(Point-based annotation data)
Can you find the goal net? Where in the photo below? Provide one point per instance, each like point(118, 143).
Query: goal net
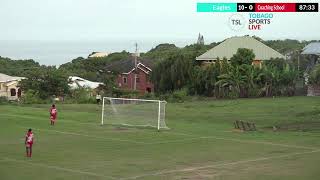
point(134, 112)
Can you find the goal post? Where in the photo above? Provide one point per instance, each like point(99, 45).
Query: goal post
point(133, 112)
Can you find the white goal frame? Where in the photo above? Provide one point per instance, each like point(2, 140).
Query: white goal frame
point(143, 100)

--

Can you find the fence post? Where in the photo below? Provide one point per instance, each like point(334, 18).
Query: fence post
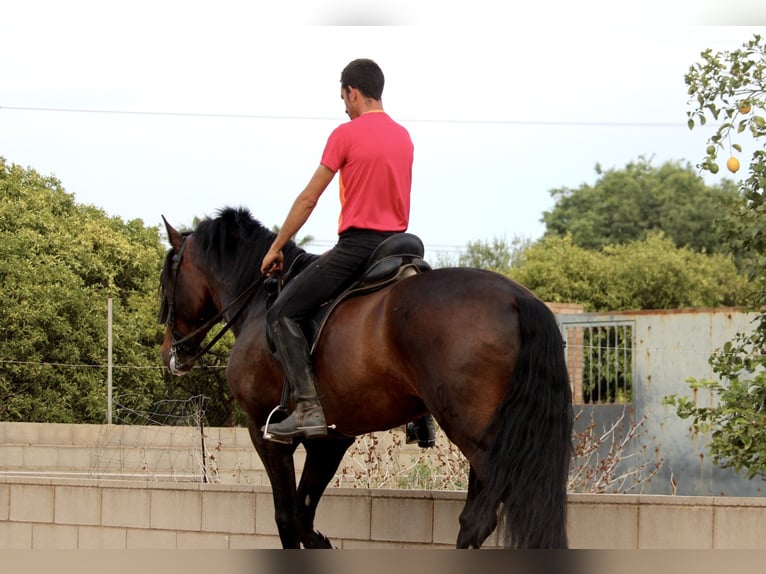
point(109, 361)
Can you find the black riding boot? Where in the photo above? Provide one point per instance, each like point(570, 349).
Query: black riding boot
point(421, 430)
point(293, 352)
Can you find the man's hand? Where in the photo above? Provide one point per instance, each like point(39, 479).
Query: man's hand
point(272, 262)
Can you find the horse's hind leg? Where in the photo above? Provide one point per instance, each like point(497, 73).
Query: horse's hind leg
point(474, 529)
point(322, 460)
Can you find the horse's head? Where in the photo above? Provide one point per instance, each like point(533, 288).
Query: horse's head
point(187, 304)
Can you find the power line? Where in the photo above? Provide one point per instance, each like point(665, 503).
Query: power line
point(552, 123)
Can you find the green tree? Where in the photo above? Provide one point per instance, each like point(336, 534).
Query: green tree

---

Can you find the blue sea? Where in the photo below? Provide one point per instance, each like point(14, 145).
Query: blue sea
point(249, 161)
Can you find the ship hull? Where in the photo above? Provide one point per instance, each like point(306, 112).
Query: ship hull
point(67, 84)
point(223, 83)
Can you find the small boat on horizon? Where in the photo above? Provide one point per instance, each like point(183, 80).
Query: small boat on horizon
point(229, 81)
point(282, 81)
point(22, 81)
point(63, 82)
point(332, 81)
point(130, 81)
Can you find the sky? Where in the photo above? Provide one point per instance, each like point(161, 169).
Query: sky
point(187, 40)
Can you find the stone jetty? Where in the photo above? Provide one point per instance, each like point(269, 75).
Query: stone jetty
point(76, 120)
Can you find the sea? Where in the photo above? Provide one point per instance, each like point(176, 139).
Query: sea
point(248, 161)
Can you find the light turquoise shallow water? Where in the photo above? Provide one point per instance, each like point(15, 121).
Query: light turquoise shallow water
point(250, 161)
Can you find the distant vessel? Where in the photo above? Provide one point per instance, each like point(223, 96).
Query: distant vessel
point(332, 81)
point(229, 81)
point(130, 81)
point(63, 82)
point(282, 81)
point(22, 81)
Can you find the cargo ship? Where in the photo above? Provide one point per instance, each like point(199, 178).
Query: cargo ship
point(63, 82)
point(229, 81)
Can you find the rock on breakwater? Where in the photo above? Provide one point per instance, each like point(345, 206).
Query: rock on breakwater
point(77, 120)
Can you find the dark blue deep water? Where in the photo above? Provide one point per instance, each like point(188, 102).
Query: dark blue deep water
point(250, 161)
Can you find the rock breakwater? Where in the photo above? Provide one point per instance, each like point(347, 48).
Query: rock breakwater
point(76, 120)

## Given exercise
Locate every line in the data above that contains the string "dark", matching case exactly, and copy each of those lines.

## Response to the task
Can you find the dark blue deep water? Where in the photo above? Provide one point per instance, each like point(188, 102).
Query: dark blue deep water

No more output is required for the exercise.